SB follows HF’s method of preparation, instead of BA’s, which means you prep the ingredients for each portion of the meal as you work through them, rather than getting all that out of the way ahead of time.  However, they also print that part of the instructions in a different color ink, so that people like me, who want to do all the peeling, chopping and stuff at first, can follow their inclination.  So points to BA.  SB is only slightly less desirable and HF loses this point.

To me, the SB instructions were easy to follow, because they were specific about times and not so dependent on do-this-until-that-happens, as HF had been.  However, I had that whole magazine thing to move around the kitchen with me and there are no pictures with the instructions.  By the end of the preparation, the book was a mess, just like the cards, but I still had two more meals to prepare out of the messy book.  Taking all that into consideration, Blue Apron is still winning in the preparation portion of the meal.

SB edged close to BA when it came to the items they expect you to provide. Olive Oil, salt and pepper are the only things they require you to keep on hand.  HF expects you to also keep butter on hand for them.  So SB and BA should be in a tie, except that I’m a real fan of butter and in my opinion, BA has better butter than SB and the packaging is superior.  BA butter comes in a little round foil covered package.  Both the consistency and the flavor are excellent.  SB butter is in a small plastic tub and looks like it was cut off the same stick of butter as is in my refrigerator.  Points to BA and HF loses a point.

PROVIDED DATA:
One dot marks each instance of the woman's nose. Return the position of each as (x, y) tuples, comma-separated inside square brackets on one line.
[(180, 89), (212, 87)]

INSTRUCTION:
Repeat the passage of the meal kit review word for word, starting at "To me, the SB" and ending at "of the meal.".

ANSWER:
To me, the SB instructions were easy to follow, because they were specific about times and not so dependent on do-this-until-that-happens, as HF had been.  However, I had that whole magazine thing to move around the kitchen with me and there are no pictures with the instructions.  By the end of the preparation, the book was a mess, just like the cards, but I still had two more meals to prepare out of the messy book.  Taking all that into consideration, Blue Apron is still winning in the preparation portion of the meal.